• GOAL A: Print the saved entries listing again, line for line, with no changes.

1. Bṛihaddharma Purāṇa
2. Gaṇeśa Purāṇa
3. Mudgala Purāṇa
4. Kālki Purāṇa
5. Ṣivarahasya Purāṇa
6. Kriyāyogasāra Purāṇa
7. Yuga Purāṇa
8. Lakṣmi Purāṇa
9. Bhaviśyottara Purāṇa
10. Devānga Purāṇa
11. Śiva Purāṇa
12. Nīlamata Purāṇa
13. Malla Purāṇa
14. Basava Purāṇa
15. Periya Purāṇam
16. Dharma Purāṇa
17. Mahābhāgavata Purāṇa
18. Viṣṇudharma Purāṇa
19. Kārtava Purāṇa
20. Ṛju Purāṇa
21. Pāśupati Purāṇa
22. Ekāmra Purāṇa
23. Pārānanda Purāṇa
24. Dattātreya Purāṇa
25. Viśvakarma Purāṇa
26. Vāsuki Purāṇa
27. Ātma Purāṇa
28. Caṇḍī Purāṇa
29. Bhairava Purāṇa
30. Viṣṇurahasya Purāṇa
31. Śukra Purāṇa
32. Kubera Purāṇa
33. Sarasvati Purāṇa
34. Govinda Purāṇa
35. Bhūgola Purāṇa

== Sectarian divisions ==
Unlike the Mahapuranas, most of the Upapuranas have been able to preserve their older materials along with their distinctive sectarian character. All extant Upapuranas can be broadly divided into six groups according to the sectarian views found in these texts: Vaishnava, Shakta, Shaiva, Saura, Ganapatya and non-sectarian.

=== Vaishnava Upapuranas ===
The most significant texts among the Vaishnava Upapuranas are the Manava Purana, the Vishnudharmottara Purana, the Narasimha Purana, the Naradiya Purana and the Kriyayogasara.

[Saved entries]
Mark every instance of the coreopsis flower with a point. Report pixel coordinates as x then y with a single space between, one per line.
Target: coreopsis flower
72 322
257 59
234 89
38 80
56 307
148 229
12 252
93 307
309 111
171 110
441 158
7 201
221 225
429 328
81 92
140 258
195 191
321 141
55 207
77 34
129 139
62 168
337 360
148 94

• GOAL B: In the Upapuranas passage, condense the paragraph beginning "Unlike the Mahapuranas" into a short bulleted list that keeps its main facts.

• WRITTEN SOLUTION A:
Mark every instance of the coreopsis flower with a point. Report pixel coordinates as x then y with a single space between, one per line.
Target: coreopsis flower
72 322
257 59
234 89
38 80
56 307
148 229
12 252
93 307
309 111
171 110
441 158
7 201
221 225
429 328
81 92
140 258
195 191
321 141
55 207
77 34
129 139
62 168
337 360
148 94

• WRITTEN SOLUTION B:
- Unlike the Mahapuranas, most Upapuranas have kept their older materials and their distinctive sectarian character.
- By their sectarian views, all extant Upapuranas fall broadly into six groups: Vaishnava, Shakta, Shaiva, Saura, Ganapatya and non-sectarian.